#### Available data
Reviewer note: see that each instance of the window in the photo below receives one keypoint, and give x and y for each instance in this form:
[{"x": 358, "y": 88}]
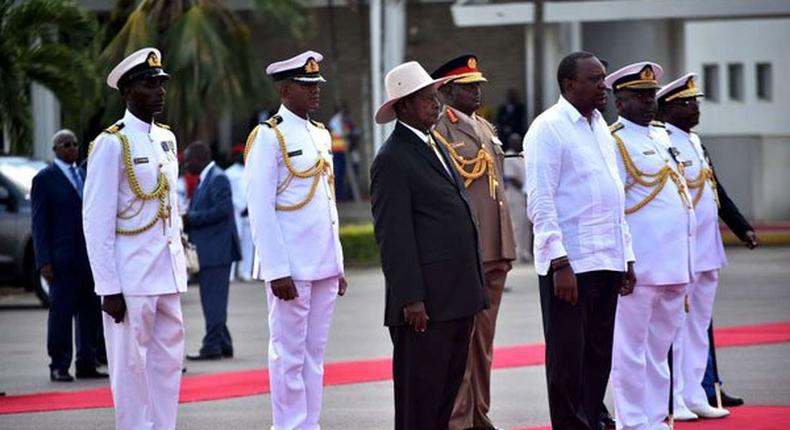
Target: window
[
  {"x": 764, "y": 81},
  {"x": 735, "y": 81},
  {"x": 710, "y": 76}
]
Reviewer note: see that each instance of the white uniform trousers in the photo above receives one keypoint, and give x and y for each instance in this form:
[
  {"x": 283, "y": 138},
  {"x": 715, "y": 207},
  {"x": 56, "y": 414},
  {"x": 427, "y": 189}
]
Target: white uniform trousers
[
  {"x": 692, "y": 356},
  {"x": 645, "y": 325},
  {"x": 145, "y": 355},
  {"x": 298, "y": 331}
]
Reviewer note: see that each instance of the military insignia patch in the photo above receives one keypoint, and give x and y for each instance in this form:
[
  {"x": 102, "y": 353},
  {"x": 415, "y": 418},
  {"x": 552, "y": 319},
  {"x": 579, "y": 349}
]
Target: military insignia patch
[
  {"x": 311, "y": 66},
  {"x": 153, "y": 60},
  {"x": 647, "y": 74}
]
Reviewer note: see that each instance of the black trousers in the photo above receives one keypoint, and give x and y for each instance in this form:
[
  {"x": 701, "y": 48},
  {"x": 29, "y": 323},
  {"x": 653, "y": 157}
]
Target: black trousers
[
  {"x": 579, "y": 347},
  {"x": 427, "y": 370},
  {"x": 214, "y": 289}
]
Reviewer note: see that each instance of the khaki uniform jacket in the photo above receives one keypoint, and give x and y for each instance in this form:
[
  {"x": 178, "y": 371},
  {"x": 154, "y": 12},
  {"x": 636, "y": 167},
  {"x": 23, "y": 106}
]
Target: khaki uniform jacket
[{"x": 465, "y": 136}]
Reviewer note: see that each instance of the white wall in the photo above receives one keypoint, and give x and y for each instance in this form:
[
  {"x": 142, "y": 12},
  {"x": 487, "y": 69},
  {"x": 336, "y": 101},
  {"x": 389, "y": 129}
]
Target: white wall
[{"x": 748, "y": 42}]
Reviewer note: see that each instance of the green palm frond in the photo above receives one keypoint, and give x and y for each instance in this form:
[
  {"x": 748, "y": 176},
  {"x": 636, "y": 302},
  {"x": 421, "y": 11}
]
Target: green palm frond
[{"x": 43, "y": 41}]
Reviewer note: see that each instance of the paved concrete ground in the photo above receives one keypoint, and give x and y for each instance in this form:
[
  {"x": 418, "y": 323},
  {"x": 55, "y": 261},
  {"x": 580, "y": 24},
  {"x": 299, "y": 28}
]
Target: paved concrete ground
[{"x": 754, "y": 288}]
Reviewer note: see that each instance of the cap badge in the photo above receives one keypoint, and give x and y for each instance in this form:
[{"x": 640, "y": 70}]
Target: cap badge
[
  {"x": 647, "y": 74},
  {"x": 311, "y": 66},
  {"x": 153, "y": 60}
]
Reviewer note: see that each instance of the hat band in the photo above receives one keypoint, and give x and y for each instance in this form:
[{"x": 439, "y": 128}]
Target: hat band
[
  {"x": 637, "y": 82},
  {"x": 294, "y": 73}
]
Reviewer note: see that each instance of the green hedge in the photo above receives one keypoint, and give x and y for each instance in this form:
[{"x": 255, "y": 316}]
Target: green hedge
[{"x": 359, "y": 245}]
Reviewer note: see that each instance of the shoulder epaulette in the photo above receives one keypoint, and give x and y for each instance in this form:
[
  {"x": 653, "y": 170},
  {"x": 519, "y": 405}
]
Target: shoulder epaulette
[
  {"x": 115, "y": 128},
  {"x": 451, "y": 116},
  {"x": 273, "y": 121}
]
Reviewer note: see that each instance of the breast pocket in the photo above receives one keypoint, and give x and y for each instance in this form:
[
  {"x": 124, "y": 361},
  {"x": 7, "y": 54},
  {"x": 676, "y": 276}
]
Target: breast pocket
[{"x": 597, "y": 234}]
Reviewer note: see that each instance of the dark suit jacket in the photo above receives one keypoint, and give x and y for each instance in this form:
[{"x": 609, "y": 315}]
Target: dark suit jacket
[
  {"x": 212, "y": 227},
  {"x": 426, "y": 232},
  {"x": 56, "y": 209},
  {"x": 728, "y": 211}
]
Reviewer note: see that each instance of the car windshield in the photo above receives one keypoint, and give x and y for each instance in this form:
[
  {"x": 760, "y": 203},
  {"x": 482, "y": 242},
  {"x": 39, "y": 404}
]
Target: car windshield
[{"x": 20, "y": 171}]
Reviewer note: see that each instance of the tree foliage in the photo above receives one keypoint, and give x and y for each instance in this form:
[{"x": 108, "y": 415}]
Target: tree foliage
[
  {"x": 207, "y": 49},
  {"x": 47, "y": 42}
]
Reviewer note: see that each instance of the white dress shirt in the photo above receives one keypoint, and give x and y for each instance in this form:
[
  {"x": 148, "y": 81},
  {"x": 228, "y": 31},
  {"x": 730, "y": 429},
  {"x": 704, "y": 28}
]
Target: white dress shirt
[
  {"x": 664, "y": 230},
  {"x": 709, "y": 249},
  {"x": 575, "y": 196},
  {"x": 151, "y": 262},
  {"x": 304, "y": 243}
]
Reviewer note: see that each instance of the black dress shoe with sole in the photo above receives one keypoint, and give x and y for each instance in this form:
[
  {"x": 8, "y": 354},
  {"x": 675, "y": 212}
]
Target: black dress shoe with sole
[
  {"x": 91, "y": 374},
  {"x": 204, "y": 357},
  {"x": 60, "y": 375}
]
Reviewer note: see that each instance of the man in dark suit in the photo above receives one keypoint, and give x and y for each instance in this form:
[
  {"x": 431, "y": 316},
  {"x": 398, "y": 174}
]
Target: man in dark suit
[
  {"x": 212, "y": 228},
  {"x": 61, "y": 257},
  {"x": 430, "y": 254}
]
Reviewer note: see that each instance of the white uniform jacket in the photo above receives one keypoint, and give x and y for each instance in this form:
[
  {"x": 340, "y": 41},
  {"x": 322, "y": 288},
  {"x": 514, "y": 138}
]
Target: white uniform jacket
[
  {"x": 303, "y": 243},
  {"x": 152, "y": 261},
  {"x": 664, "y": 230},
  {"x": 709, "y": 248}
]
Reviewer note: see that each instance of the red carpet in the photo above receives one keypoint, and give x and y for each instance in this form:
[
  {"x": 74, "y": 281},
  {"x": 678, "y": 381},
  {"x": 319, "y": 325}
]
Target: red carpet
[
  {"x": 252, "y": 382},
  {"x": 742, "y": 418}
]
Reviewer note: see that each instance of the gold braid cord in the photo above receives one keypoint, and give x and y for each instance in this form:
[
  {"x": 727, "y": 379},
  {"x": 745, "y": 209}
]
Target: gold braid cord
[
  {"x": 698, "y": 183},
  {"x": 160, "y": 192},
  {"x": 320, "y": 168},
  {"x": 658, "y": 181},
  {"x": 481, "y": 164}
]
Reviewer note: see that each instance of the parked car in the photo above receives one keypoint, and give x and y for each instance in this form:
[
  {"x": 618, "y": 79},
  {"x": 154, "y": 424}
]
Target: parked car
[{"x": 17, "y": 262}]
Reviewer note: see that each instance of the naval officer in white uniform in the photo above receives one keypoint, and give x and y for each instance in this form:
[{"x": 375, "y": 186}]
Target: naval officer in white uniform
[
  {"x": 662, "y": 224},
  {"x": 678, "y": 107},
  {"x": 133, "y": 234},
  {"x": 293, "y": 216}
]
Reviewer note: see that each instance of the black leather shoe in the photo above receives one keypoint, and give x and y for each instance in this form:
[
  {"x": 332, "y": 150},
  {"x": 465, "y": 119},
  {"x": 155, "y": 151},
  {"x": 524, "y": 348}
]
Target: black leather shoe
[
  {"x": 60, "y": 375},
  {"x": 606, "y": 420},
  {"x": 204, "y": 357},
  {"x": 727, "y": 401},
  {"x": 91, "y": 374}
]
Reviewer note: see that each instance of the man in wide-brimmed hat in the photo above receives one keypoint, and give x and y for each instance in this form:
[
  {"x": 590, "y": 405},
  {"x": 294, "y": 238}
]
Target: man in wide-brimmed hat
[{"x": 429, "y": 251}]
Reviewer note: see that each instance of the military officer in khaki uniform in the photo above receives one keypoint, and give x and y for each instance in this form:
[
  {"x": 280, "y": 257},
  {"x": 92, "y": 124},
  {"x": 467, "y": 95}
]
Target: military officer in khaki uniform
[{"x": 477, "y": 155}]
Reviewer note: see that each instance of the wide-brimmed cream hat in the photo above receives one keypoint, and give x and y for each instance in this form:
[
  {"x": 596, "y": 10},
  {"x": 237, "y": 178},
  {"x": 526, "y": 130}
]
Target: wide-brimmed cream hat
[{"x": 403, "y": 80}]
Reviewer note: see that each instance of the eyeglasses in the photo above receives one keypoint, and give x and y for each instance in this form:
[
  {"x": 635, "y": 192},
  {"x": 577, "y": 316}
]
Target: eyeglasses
########
→ **Task brief**:
Where a line of the records holds the word "eyeglasses", copy that line.

→ **Task solution**:
Reviewer note: see that each instance of the eyeglasses in the photo above receives one keypoint, and give x and y for each instance in this form:
Target: eyeglasses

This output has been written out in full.